◆ TEXTAUSZUG
- - - - - - -

Die 7.400 Mann starke UN-Truppe ist offenbar mit der Aufgabe
überfordert, nach dem Staatsstreich vor einem Jahr die
politischen Verhältnisse wieder zu normalisieren. "Als wir die
Vereinten Nationen gebeten haben, die haitianische Bevölkerung
vor dem Terror der Todesschwadronen in den vergangenen Wochen und
Monaten zu schützen, bekamen wir noch nicht einmal eine
Antwort", sagte Jonas Petite, Sprecher der Partei Fanmi Lavalas des
gestürzten Aristides, in einem Interview. Nach dem Sturz des
Präsidenten aber habe der Sicherheitsrat nur wenige Stunden
benötigt, um internationale Truppen nach Haiti zu entsenden,
die sich nicht scheuten mit den Paramilitärs
zusammenzuarbeiten.
Die UN-Truppe MINUSTAH unter der Führung Brasiliens
versucht seit dem 1. Juni vergangenen Jahres, das Land zu
stabilisieren. Im März soll die Organisation Amerikanischer
Staaten damit beginnen, die Wähler Haitis zu registrieren.
Für den 13. November sind Präsidentschafts- und
Parlamentswahlen angesetzt. Ein Wahlkampf aber ist unmöglich,
solange das Recht auf freie Meinungsäußerung nicht
existiert und politische Konflikte mit Waffengewalt ausgetragen
werden.
Amnesty international hat erklärt, die Organisation erkenne
die derzeitigen Schwierigkeiten an, denen sich die
Übergangsregierung gegenübersehe. Sie seien zu einem
gewissen Teil auf die Regierung Jean-Bertrand Aristides
zurückzuführen, rechtfertigten allerdings nicht die
Menschenrechtsverletzungen und den Zustand der Straflosigkeit.

- - - - - - -

◆ VORLIEGENDES MATERIAL

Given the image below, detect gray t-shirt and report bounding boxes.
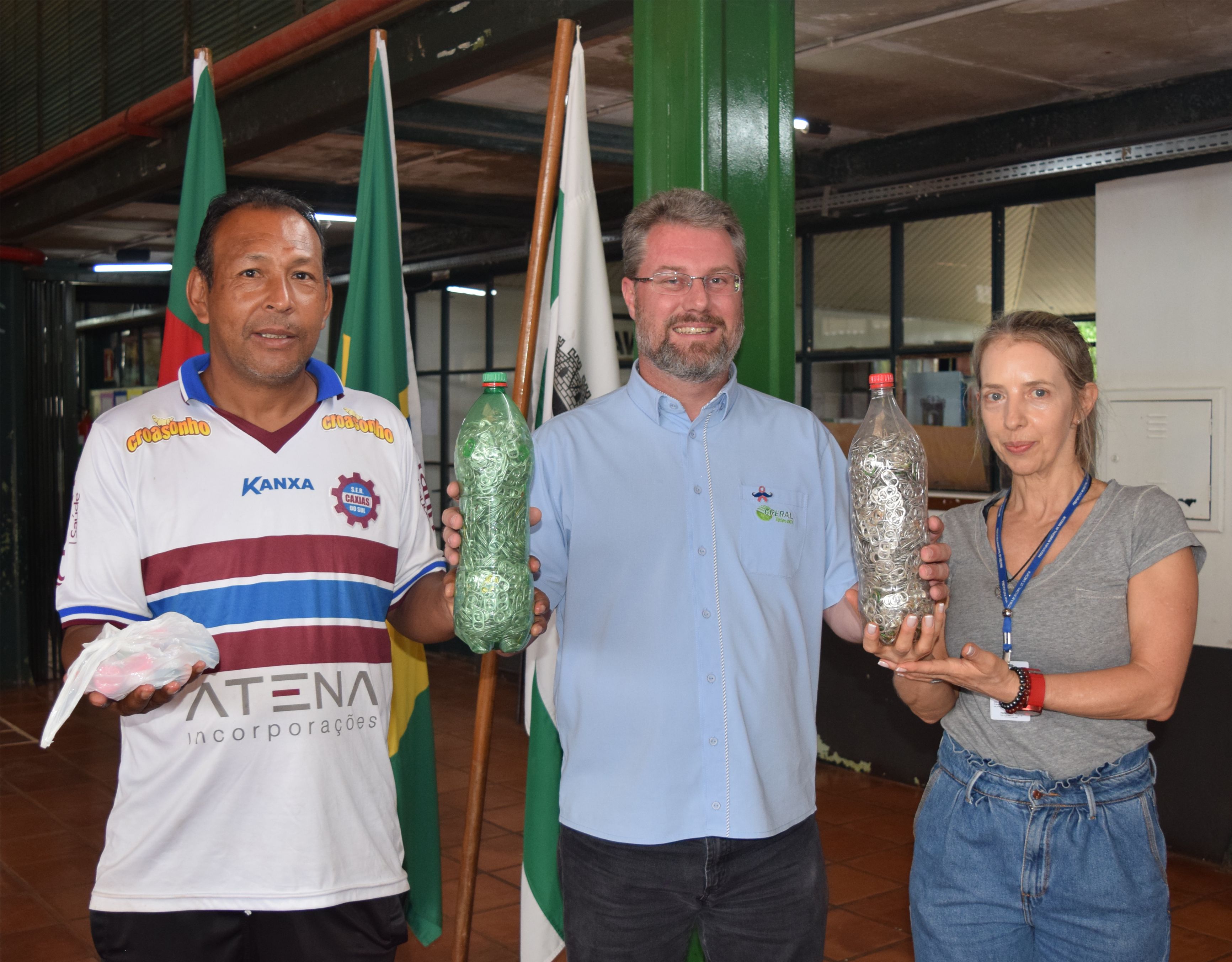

- - - - - - -

◆ AUFGABE 1
Prüfe, ob die folgenden Aussagen mit dem Textauszug über die Lage in Haiti übereinstimmen, und antworte jeweils mit Ja oder Nein samt den entscheidenden Worten des Textes als wörtlichem Zitat: (a) Die UN-Truppe MINUSTAH steht unter der Führung Brasiliens. (b) Die Präsidentschafts- und Parlamentswahlen sind für den 1. Juni angesetzt. (c) Laut Amnesty international rechtfertigen die derzeitigen Schwierigkeiten die Menschenrechtsverletzungen.
◆ AUFGABE 2
Schreibe den Textauszug über die Lage in Haiti im Anschluss an seinen letzten Satz weiter.

◆ LÖSUNG 1
(a) Ja: „Die UN-Truppe MINUSTAH unter der Führung Brasiliens“
(b) Nein: „Für den 13. November sind Präsidentschafts- und Parlamentswahlen angesetzt.“
(c) Nein: „rechtfertigten allerdings nicht die Menschenrechtsverletzungen und den Zustand der Straflosigkeit“

◆ LÖSUNG 2
Diese Gründe sowie die unzureichende Entwaffnung verfeindeter
Gruppen seien Hauptproblem und Ursache für die anhaltende
schwere Krise im Land.
Unhaltbare Zustände
Das Auswärtige Amt in Berlin hat unterdessen seine
Reisewarnung für Haiti erneuert und auf die angespannte
Sicherheitslage hingewiesen. Es komme nach wie vor zu bewaffneten
Auseinandersetzungen zwischen Aristide-Anhängern und der
haitianischen Polizei beziehungsweise der internationalen
Schutztruppe und zu Schießereien zwischen kriminellen Banden.
Am 19. Februar habe ein bewaffnetes Kommando das
Zentralgefängnis von Port-au-Prince angegriffen, worauf
mehrere hundert Kriminelle geflohen seien. Dadurch habe sich die
Sicherheitslage noch weiter zugespitzt. Schließlich
hätten in jüngster Zeit außerdem
Überschwemmungen schwere Schäden verursacht und die
schlimme Lage der Bevölkerung zusätzlich erschwert.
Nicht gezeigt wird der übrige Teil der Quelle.